### Records for processing
┌────────
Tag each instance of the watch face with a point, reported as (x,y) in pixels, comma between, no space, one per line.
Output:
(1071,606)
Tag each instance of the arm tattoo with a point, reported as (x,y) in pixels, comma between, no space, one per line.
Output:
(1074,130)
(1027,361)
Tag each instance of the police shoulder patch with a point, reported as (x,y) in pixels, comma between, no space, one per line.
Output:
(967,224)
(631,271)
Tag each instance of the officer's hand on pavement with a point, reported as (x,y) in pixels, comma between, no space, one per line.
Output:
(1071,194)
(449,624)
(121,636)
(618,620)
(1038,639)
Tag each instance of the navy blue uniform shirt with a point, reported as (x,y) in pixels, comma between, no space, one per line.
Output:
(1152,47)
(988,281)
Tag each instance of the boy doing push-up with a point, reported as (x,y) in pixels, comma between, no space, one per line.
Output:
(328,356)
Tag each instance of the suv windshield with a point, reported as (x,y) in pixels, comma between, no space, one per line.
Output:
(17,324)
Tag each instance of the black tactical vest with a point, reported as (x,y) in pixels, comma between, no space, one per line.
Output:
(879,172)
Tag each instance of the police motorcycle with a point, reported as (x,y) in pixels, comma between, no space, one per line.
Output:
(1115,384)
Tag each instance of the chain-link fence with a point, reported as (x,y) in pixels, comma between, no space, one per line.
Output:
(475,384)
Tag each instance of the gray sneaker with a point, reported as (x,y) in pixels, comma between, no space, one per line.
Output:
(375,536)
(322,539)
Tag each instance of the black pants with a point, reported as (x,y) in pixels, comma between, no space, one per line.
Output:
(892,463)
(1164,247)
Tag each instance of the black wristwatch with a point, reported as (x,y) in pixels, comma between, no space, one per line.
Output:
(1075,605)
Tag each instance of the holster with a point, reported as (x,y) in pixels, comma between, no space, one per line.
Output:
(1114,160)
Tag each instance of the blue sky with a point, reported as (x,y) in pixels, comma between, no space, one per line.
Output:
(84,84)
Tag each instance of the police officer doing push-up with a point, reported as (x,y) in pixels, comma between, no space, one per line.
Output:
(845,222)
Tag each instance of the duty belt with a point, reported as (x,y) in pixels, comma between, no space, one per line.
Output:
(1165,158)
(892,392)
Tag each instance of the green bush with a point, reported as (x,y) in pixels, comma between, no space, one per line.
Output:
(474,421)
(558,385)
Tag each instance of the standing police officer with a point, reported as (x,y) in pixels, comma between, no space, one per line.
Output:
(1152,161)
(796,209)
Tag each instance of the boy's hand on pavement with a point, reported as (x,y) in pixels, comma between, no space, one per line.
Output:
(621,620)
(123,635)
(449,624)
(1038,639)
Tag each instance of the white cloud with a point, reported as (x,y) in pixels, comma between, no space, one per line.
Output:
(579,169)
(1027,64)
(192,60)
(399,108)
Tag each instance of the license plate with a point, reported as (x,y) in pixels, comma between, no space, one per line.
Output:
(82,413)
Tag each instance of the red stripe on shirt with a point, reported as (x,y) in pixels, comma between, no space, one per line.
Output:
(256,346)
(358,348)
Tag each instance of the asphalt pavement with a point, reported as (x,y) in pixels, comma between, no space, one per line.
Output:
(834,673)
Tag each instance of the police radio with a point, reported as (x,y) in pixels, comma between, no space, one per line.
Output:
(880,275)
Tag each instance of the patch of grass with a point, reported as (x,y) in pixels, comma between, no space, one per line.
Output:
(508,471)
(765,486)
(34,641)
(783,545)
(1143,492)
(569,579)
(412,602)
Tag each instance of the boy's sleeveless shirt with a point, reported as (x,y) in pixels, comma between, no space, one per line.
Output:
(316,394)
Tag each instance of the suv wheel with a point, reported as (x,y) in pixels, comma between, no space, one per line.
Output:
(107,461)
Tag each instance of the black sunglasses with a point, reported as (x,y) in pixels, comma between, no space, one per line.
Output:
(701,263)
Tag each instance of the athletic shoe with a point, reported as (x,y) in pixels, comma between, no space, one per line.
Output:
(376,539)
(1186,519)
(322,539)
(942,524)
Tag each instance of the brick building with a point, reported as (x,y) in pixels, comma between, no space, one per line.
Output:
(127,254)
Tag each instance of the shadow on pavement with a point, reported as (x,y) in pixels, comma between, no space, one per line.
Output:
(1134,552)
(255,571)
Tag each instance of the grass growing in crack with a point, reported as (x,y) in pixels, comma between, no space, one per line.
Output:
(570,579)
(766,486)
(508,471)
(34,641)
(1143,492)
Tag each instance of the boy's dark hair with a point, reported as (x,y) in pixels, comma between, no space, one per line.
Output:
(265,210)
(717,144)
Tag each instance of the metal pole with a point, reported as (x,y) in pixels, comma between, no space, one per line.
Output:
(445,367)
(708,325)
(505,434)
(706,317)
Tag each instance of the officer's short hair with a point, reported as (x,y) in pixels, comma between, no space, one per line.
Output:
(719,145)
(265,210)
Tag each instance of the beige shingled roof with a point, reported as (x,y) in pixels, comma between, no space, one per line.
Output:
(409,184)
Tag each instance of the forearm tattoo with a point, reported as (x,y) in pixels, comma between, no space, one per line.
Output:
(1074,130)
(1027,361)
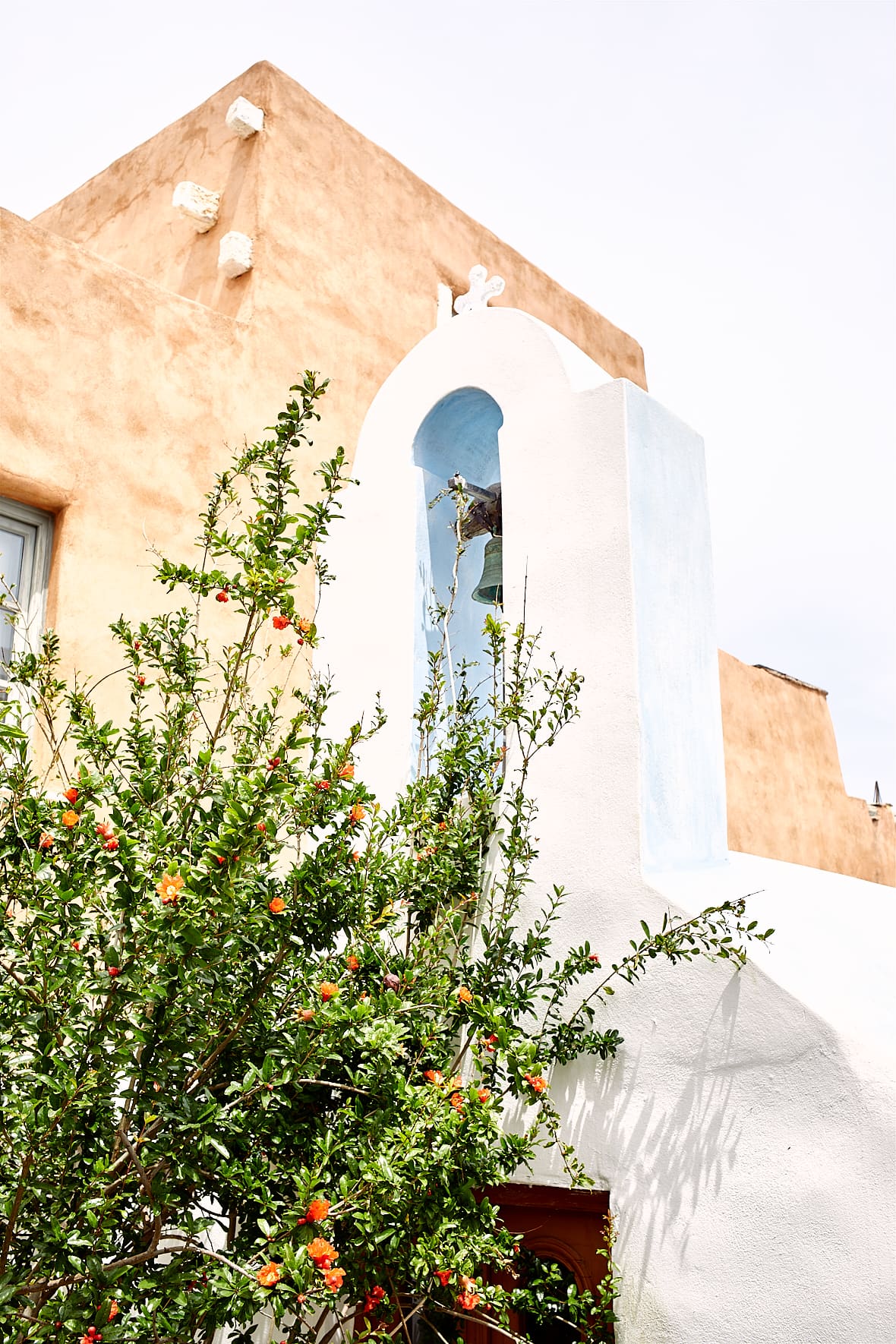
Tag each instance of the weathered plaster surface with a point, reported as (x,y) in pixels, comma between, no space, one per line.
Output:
(746,1131)
(786,796)
(121,459)
(349,253)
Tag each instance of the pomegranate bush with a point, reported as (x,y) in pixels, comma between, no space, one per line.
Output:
(258,1030)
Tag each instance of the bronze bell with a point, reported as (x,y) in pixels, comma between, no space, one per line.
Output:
(489,589)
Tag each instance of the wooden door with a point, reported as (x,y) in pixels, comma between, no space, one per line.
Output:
(567,1226)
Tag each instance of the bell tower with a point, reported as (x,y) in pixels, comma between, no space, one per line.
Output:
(604,541)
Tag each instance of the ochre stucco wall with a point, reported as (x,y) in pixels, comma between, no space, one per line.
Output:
(132,363)
(786,796)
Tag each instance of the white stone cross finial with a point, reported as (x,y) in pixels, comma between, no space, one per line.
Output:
(481,289)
└────────
### Task objective
Print all entries exactly. The images do not belong in the copy.

### The solution
Tag each instance of the watch face with a point, reported as (x,y) in pixels, comma between, no space, one per line.
Output:
(1071,606)
Tag each instance of the arm tattoo with a point, reported as (x,y) in pixels, comma between, no space, one per line.
Output:
(1074,130)
(1027,361)
Tag each instance of the police shoulder patch with a point, reported as (x,y) in pixels, comma between, no space, one per line.
Output:
(967,224)
(631,271)
Tag each instance of the officer's hand on pavement with a point, reported as (x,y) in pixels, comma between, no space, one per line.
Output:
(1071,194)
(449,624)
(121,636)
(618,620)
(1038,639)
Tag each instance of the navy blue uniform shirt with a point, reported as (x,y) in pixels, comma between, no space, one per line.
Output:
(1152,47)
(988,281)
Tag each instance of the boy doing push-up with a point, reported as (x,y) in pixels, comma between, no space, one per line.
Output:
(328,356)
Tag each instance of the suv windshield with a point, reported as (x,y) in pixels, comma between, no space, one per line.
Output:
(17,324)
Tag each instance of the black tactical vest with a point, reported as (x,y) in pixels, comma between, no space, one per line.
Output:
(879,172)
Tag each instance of the police motorcycle with a point, reported as (x,y) in pixels, comma between, no space, one per line.
Output:
(1115,384)
Tag each instance of the chain-link fence with a point, reported as (x,y) in pixels, comma between, no space, one per line.
Output:
(475,384)
Tag each instance of the gray sneaker with a point, reported as (x,y) in pixels, comma between, no space, one per line.
Output:
(375,536)
(322,539)
Tag each instance of the black pants with a point, reported as (x,y) in pixels, comma between, no space, one per line.
Output:
(892,463)
(1164,247)
Tag each instance of the black wristwatch with a point, reported as (x,y) in pixels, comma between, no space, one per line.
Output:
(1075,605)
Tag each instance of the holster with a point, reported as (x,y) in pixels, comma between, no space, one per line.
Output:
(1114,160)
Tag each instance of the blue sky with a point, reported as (x,y) in pixels, comma between, no space, one per line.
Output:
(84,84)
Tag each instance of the police officer doing push-up with a point, reported as (x,y) in pixels, comma between, no space, one per line.
Output:
(845,222)
Tag each instance of the duty belt with a point, reported as (x,y) in pixels, comma between, no space, one per line.
Output:
(1165,158)
(892,392)
Tag each instance of the green bush with a point, reported as (x,y) in pixels, comma between, no space, one per line.
Output:
(474,421)
(558,385)
Tag each instance of the standing police officer with a point, reported as (x,y) in pixels, comma between, no space, one per line.
Output:
(1152,161)
(796,209)
Tag each instance of the boy's hand on pavement with a point, reported as (x,y) in pixels, comma between, no space, one per line.
Output:
(621,620)
(123,635)
(449,624)
(1038,639)
Tag each instance of the white cloud with a point, reported as (x,y) in pixels, comma between, no space, one per line.
Output:
(579,169)
(1027,64)
(192,60)
(399,108)
Tag each instance of the license plate with a point, reported as (x,y) in pixels, comma between, no space, one per line.
Output:
(82,413)
Tag each instance of the red stripe on shirt with a point, reported as (x,y) in pixels, comma between, no space, one per line.
Output:
(256,346)
(358,348)
Tag each instance of the asphalt pavement with a point, reported as (x,y) in pixels, comma between, no space, one per line.
Output:
(834,673)
Tag each instance of the police radio with a point, reported as (x,y) in pixels, comma between, no space, one per line.
Output:
(880,275)
Tag each instance of the patch of grass with a point, reported as (x,y) in pixels, comma between, no space, one per line.
Output:
(508,471)
(765,486)
(34,641)
(783,545)
(1143,492)
(569,579)
(412,602)
Tag each instance of the boy's sleeveless shirt with a point, reported as (x,y) in pixels, comma between, no space, one per line.
Output:
(316,394)
Tag each instance of the suv wheel with a point, reported as (x,y) in pixels, comma between, no space, one per line.
Output:
(107,461)
Tag each instance of the black sunglasses with a point, reported as (x,y) in pixels, comma between, no space, one per line.
Output:
(701,263)
Tag each instance of the athletic shoe with a point, reported as (x,y) in pixels, comma between, no space, one per line.
Output:
(376,539)
(1186,519)
(322,539)
(942,524)
Tag each instance of the brick building with a point, reported as (x,y) in pixels, comma between, no space, one per line.
Output:
(127,254)
Tag each instance of the shadow on pavement with a point, reported as (x,y) in pixels, comma between, no space, one per line.
Output:
(1134,552)
(255,571)
Tag each instance of the grass growing in crack with a point, reported as (x,y) in pixels, comma between, no space, one per line.
Output:
(570,579)
(766,486)
(508,471)
(34,641)
(1143,492)
Tag each instance of the boy's dark hair with a point, reported as (x,y) in pixels, comma between, no space, one per line.
Output:
(265,210)
(717,144)
Tag each instance of the metal pole with a point, reported as (x,y) in pixels, comma between, no space, one per line.
Output:
(445,367)
(708,325)
(505,434)
(706,317)
Tag each instance of the officer's short hair with a point, reported as (x,y) in pixels, comma between, no space, one per line.
Output:
(719,145)
(265,210)
Tag each instance of the beige shingled roof with a point, reported as (x,y) in pixels, comma between, no space, one per line.
Output:
(409,184)
Tag each instance of the forearm tattoo with a point, reported as (x,y) in pixels, comma between, no space, one per line.
Output:
(1074,130)
(1027,361)
Tag each instance of the weathered plaster surface with a point, reported as (x,y) in pixels, comma between, no space, one per line.
Output:
(746,1131)
(786,796)
(121,459)
(349,253)
Tag each instance of the pomegranate bush with a point, reported as (x,y) in pixels, comma between, no space, one per line.
Output:
(258,1030)
Tag each instance of the bronze bell with a point, reported as (x,y) in pixels, comma between, no space, one per line.
Output:
(489,589)
Tag each instance of the wooden door with a point, reported as (x,y) in pixels, comma between, no space, one per line.
Output:
(567,1226)
Tag each instance of the bell tower with a point, reported as (x,y) in pixels, comma between, no space, one per line.
Output:
(604,541)
Tag each instance of the ochre stucco wall with a point, reported as (x,y) in pixels, comma between, no space, one per line.
Output:
(132,363)
(786,796)
Tag each instance of the white stone cross finial with a point, reported as (x,y) in pixels, comma between, no space, one per line.
Output:
(481,289)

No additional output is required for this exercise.